**To be done**
In the underwriting agreement text below, reproduce verbatim the passage running from "3. Upon the" up to and including "amended or supplemented.".

>> Start Source text

3. Upon the execution of the Pricing Agreement applicable to the
Designated Securities and authorization by the Representatives of the release of
the Designated Securities, the several Underwriters propose to offer the
Designated Securities for sale upon the terms and conditions set forth in the
Prospectus as amended or supplemented.
4. Designated Securities to be purchased by each Underwriter pursuant
to the Pricing Agreement relating thereto, in such authorized denominations and
registered in such names as the Representatives may request upon at least
forty-eight hours' prior notice to the Company, shall be delivered by or on
behalf of the Company to the Representatives for the account of each such
Underwriter, against payment by such Underwriter or on its behalf of the
purchase price therefor by wire transfer of Federal (same-day) funds to the
account specified by the Company to the Representatives at least forty-eight
hours in advance as specified in such Pricing Agreement, with respect to the
Designated Securities, all in the manner and at the place and time and date
specified in such Pricing Agreement or at such other place and time and date as
the Representatives and the Company may agree upon in writing, such time and
date being herein called the "TIME OF DELIVERY".

>> End Source text
>> Start Material shown

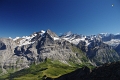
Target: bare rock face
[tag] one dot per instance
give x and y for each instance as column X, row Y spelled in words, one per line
column 46, row 44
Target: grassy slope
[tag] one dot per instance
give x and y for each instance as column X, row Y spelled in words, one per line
column 48, row 68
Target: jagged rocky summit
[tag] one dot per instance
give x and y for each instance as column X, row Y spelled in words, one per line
column 21, row 52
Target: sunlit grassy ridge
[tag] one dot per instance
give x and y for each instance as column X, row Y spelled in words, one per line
column 48, row 68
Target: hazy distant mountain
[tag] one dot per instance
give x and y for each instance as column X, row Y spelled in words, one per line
column 21, row 52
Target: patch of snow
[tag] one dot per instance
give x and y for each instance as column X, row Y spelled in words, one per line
column 42, row 31
column 55, row 38
column 113, row 42
column 16, row 38
column 10, row 38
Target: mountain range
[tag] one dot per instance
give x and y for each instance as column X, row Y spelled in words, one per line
column 21, row 52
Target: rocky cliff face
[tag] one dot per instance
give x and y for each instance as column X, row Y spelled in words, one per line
column 19, row 53
column 16, row 56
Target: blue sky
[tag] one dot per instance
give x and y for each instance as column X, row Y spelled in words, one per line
column 24, row 17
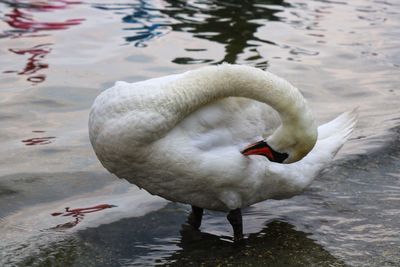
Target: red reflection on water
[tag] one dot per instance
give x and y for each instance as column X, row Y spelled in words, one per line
column 78, row 214
column 38, row 141
column 34, row 62
column 21, row 18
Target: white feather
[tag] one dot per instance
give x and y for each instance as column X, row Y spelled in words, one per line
column 180, row 136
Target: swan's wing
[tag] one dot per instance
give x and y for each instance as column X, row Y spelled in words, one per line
column 342, row 125
column 229, row 122
column 331, row 137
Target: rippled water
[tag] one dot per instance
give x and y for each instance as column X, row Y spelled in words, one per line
column 56, row 56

>> End Material shown

**The result**
3. Upon the execution of the Pricing Agreement applicable to the
Designated Securities and authorization by the Representatives of the release of
the Designated Securities, the several Underwriters propose to offer the
Designated Securities for sale upon the terms and conditions set forth in the
Prospectus as amended or supplemented.